[Rows from a data collection]
## BEGIN

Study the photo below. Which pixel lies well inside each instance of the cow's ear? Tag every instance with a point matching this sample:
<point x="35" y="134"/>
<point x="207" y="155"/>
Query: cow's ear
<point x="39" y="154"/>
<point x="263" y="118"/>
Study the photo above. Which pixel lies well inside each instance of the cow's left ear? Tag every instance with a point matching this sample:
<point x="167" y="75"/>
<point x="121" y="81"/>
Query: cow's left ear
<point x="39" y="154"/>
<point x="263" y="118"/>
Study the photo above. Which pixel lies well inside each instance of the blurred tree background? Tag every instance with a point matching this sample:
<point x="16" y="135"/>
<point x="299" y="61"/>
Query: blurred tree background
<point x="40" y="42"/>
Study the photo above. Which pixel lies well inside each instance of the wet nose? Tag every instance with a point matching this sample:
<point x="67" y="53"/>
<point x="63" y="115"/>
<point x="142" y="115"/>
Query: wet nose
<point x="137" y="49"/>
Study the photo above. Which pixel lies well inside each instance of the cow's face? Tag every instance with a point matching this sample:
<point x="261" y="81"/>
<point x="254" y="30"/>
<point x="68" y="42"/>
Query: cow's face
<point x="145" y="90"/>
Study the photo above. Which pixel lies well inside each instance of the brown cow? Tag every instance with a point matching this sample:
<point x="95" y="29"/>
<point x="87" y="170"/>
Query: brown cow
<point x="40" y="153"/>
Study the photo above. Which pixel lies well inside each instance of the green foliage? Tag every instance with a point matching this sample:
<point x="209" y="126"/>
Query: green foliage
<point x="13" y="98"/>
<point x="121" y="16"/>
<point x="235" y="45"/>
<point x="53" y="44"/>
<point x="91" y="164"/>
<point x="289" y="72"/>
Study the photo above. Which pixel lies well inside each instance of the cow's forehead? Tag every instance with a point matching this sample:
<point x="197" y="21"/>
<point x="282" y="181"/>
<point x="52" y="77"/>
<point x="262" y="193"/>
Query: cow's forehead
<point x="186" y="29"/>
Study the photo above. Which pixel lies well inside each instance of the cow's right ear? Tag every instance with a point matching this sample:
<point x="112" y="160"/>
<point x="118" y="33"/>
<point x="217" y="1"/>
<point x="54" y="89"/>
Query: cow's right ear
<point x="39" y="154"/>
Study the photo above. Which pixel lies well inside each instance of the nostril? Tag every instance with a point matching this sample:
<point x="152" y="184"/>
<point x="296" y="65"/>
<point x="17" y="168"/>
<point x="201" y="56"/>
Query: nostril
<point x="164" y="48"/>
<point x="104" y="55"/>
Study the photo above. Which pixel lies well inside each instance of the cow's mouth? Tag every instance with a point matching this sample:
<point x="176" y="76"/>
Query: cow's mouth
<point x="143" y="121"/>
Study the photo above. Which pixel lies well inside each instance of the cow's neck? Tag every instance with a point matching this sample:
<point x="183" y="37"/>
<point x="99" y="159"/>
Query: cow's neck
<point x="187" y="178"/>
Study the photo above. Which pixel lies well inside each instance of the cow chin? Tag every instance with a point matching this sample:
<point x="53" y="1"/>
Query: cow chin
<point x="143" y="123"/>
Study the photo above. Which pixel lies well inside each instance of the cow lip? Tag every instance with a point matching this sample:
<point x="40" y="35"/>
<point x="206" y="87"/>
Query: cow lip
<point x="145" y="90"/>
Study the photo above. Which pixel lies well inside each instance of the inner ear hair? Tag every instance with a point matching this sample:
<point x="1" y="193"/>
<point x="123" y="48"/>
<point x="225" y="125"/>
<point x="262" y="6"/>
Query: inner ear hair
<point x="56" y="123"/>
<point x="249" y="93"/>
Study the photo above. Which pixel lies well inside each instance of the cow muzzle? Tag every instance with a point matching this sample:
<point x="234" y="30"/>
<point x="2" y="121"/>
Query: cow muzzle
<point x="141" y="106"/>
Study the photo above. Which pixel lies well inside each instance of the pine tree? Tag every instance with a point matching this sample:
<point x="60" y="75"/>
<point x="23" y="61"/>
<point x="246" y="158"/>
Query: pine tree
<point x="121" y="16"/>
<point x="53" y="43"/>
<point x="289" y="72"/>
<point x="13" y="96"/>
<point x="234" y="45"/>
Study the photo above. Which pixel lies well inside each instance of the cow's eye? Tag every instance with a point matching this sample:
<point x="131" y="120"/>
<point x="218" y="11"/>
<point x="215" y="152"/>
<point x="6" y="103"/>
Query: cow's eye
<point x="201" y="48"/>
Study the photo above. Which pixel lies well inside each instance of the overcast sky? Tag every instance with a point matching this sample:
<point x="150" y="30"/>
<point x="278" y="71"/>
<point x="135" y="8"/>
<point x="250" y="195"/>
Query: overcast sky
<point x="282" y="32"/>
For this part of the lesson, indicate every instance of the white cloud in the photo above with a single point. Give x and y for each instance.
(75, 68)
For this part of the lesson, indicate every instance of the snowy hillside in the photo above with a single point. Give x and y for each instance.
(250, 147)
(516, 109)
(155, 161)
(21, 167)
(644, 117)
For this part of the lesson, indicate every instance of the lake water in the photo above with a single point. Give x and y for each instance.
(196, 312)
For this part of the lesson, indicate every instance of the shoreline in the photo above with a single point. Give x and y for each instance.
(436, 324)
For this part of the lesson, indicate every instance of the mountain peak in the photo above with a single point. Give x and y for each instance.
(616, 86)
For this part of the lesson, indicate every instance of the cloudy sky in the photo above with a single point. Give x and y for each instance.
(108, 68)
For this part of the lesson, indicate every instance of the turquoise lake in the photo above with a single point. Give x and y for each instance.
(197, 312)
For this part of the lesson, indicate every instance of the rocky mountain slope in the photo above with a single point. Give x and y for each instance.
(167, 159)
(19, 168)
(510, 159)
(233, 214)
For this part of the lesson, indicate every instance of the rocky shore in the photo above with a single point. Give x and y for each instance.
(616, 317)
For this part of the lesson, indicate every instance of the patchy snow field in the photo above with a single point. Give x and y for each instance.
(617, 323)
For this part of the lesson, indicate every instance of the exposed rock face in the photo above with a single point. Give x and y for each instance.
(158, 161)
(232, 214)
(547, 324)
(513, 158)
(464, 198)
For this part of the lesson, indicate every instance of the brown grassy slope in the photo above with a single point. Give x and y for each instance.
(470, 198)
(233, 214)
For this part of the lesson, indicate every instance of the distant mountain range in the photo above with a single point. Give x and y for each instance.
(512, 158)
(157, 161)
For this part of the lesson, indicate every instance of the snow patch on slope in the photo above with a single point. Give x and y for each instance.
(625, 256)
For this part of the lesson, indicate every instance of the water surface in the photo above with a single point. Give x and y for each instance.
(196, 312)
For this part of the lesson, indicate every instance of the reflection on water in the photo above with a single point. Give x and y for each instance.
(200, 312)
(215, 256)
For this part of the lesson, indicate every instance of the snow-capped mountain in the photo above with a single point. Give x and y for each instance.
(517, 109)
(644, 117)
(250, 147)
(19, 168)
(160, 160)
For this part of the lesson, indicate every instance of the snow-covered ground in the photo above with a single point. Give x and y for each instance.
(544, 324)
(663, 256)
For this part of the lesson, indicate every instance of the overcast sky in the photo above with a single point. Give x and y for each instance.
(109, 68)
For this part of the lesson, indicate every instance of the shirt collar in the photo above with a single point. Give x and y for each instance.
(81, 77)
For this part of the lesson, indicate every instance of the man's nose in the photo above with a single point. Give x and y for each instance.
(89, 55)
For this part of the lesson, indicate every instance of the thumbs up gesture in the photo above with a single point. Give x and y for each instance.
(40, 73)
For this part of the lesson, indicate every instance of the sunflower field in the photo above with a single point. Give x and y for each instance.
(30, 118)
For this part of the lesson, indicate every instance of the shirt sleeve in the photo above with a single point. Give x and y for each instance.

## END

Rewrite every line, requests included, from the line containing "of the man's" through the end of the rows, inclusive. Scale each coordinate in the answers by 0.4 and round it to a whole number, with halves rounded up.

Exercise answer:
For this part of the lesson, indicate every instance of the man's nose in the photo above with a single point. Give x and y for each instance.
(36, 22)
For this part of the lesson, indicate every instance of the thumbs up gesture in the photo above with a single point. Give x and y for each instance.
(16, 29)
For this part of the lesson, indicate every instance of the sunflower field in the photo above with a single point. Give x and y for each instance.
(12, 47)
For this part of the lesson, indicate every instance of the shirt sleeve in the photo above with a single point. Give x and y for each instance.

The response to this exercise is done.